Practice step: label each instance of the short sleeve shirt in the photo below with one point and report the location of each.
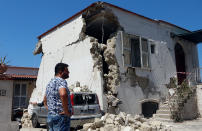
(53, 97)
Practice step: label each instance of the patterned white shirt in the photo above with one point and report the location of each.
(53, 97)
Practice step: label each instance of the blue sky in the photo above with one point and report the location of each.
(21, 21)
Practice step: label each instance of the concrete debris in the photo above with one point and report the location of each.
(78, 88)
(96, 53)
(26, 119)
(112, 77)
(124, 122)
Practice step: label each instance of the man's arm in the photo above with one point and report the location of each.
(45, 102)
(64, 99)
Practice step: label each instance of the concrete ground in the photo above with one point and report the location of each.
(193, 125)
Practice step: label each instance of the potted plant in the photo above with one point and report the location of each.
(3, 65)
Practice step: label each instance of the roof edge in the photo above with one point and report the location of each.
(125, 10)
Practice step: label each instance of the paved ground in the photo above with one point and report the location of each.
(194, 125)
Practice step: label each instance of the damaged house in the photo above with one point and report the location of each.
(126, 58)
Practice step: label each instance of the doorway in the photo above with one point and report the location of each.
(180, 63)
(149, 108)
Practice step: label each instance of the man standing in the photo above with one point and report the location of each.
(57, 100)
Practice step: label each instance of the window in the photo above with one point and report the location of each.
(2, 92)
(19, 95)
(152, 49)
(135, 51)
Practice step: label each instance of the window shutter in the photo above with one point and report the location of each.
(126, 49)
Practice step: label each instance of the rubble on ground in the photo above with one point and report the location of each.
(26, 119)
(124, 122)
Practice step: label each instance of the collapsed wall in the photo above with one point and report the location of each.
(103, 25)
(98, 24)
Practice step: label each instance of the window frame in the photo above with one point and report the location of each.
(148, 53)
(19, 104)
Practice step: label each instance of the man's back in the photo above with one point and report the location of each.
(53, 97)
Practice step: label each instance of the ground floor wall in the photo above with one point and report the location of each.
(6, 95)
(81, 66)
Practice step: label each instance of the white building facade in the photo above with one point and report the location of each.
(115, 51)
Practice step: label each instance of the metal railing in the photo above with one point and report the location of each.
(194, 77)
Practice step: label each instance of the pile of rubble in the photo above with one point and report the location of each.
(26, 119)
(124, 122)
(78, 88)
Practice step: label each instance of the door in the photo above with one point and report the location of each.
(180, 63)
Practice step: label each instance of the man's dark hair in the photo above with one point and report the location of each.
(60, 67)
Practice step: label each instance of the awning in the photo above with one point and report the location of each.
(195, 36)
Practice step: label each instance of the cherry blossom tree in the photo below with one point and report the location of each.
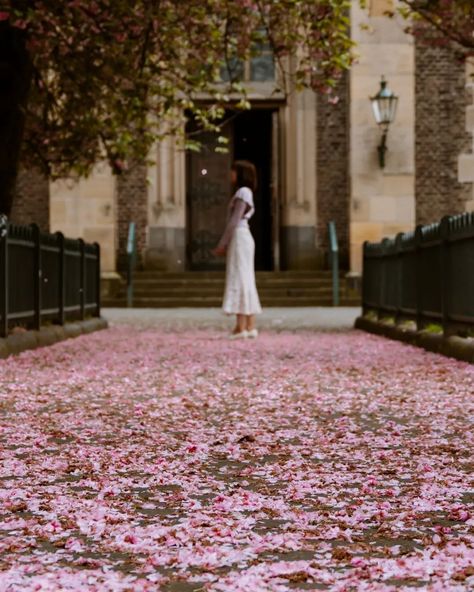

§ **EXERCISE**: Convert all of the data above into a numbered list, skipping any blank lines and leaving the pictures out of your answer.

§ **SOLUTION**:
1. Practice step: label each instance of the short sleeve shirt in the photo below with one point and report the location of each.
2. (53, 97)
3. Practice step: label each instance of the patterned white shirt in the photo above with one point and report the location of each.
4. (53, 97)
5. Practice step: label each instance of the blue sky in the photo above with one point and report the location of each.
6. (21, 21)
7. Practice step: label each instance of the concrete debris in the photo above with one point and report the location of each.
8. (78, 88)
9. (96, 53)
10. (26, 119)
11. (112, 77)
12. (124, 122)
13. Practice step: label each instance of the man's arm in the photo above with one point and report the location of each.
14. (45, 102)
15. (64, 99)
16. Practice step: label each instance of the concrete ground in the photo above with one point and report the location of each.
17. (193, 125)
18. Practice step: label each instance of the potted plant in the photo above with one point and report the location of each.
19. (3, 65)
20. Practice step: label each instance of the roof edge in the photo above with one point and report the location of each.
21. (125, 10)
22. Practice step: label each instance of the paved ground in the photo above with one point and report the location of each.
23. (194, 125)
24. Practice step: label each instance of the damaged house in the photo above with one point and report the location of each.
25. (126, 58)
26. Practice step: label each instance of the doorway in the photo above with one point and report the location of each.
27. (180, 63)
28. (149, 108)
29. Practice step: label each instance of the man standing in the photo above with one point and report the location of each.
30. (57, 100)
31. Practice step: label each instance of the window in the photo above with one point and report the location of each.
32. (2, 92)
33. (19, 95)
34. (152, 49)
35. (135, 51)
36. Practice step: label each instance of the window shutter in the photo above with one point and report the location of each.
37. (126, 49)
38. Practice step: label each instance of the rubble on ground in the photo above with one point and report the location of each.
39. (26, 119)
40. (124, 122)
41. Practice step: label each instance of the collapsed wall in the photo above with one point and report the location of each.
42. (103, 25)
43. (98, 24)
44. Practice step: label each instance of the window frame in the photo above with one point and report the location of each.
45. (148, 53)
46. (19, 104)
47. Practice step: label each instance of the man's back in the photo above with one point and report the location of each.
48. (53, 97)
49. Practice step: label each instance of the ground floor wall in the photo above with one point and report the location of each.
50. (6, 95)
51. (81, 66)
52. Practice step: label each instance of the white building facade in the photo above with one point and report the location of each.
53. (115, 51)
54. Practice step: label each instance of the metal railing in the photo above with one point and report the location of each.
55. (194, 77)
56. Practice step: label each instance of the pile of rubble in the photo above with one point and report the location of each.
57. (26, 119)
58. (124, 122)
59. (78, 88)
60. Practice step: label each instance of the door in the photo above with one point and report the location of each.
61. (180, 63)
62. Practice step: label each instance of the man's dark hair in the photo above with one point and report the location of each.
63. (60, 67)
64. Practice step: label each instance of the awning in the photo above with one point and report the location of each.
65. (195, 36)
66. Practice step: label each instance of the cherry blossom tree in the photo below with one point and report the location of each.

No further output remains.